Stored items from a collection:
++++++

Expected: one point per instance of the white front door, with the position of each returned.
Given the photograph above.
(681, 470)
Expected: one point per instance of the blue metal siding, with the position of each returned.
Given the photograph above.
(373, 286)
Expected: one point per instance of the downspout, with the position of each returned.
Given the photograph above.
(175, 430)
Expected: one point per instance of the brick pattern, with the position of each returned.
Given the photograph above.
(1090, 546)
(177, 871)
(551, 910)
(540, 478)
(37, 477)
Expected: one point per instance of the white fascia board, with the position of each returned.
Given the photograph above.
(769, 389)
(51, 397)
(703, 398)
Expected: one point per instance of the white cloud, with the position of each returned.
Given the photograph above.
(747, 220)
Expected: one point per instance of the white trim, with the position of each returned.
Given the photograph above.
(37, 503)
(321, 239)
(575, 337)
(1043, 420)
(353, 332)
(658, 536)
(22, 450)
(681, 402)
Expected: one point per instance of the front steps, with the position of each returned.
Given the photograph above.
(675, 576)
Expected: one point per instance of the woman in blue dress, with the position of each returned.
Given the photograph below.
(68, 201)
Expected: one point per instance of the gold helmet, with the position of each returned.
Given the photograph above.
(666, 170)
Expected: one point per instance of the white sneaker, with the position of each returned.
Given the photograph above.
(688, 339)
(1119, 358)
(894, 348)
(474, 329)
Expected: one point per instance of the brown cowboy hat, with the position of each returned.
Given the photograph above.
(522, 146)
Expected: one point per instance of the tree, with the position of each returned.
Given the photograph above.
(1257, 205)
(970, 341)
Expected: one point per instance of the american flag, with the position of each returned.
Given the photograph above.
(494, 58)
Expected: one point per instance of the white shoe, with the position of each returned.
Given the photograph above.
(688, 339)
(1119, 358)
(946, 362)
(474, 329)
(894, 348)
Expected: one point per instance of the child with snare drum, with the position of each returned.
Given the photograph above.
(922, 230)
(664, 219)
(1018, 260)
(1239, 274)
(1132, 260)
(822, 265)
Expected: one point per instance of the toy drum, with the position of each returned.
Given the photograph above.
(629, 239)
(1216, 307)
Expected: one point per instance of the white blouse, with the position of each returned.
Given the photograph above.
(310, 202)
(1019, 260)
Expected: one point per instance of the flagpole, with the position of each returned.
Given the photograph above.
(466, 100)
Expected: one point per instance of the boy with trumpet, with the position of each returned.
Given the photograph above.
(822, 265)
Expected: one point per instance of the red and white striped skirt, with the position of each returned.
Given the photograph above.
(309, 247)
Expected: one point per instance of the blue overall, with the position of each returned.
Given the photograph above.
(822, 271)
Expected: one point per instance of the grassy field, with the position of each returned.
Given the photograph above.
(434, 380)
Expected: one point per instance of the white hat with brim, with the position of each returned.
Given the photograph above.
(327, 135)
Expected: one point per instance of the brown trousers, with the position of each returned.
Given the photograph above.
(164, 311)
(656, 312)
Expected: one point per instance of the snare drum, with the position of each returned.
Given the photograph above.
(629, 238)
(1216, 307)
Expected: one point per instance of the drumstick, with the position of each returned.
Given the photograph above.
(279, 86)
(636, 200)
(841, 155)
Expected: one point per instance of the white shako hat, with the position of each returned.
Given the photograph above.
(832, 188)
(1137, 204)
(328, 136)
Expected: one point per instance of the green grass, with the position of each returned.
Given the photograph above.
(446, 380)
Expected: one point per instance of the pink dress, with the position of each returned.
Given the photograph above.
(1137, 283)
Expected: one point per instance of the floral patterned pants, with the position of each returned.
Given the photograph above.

++++++

→ **Task directions**
Reproduce every line from the one containing "Expected: one point per instance of the green" through the end of the rows, requests included. Multiply each coordinate in the answers by 2.55 and round it to a whole number, with halves rounded up.

→ **Complete response**
Expected: one point per instance of the green grass, with the position of each returned.
Given the photograph above.
(1137, 969)
Expected: one point per instance of the pink dress, with the position of each returned.
Given the photograph above.
(2899, 722)
Expected: one point per instance of the floral patterned pants, with the position of each returned.
Given the photograph above.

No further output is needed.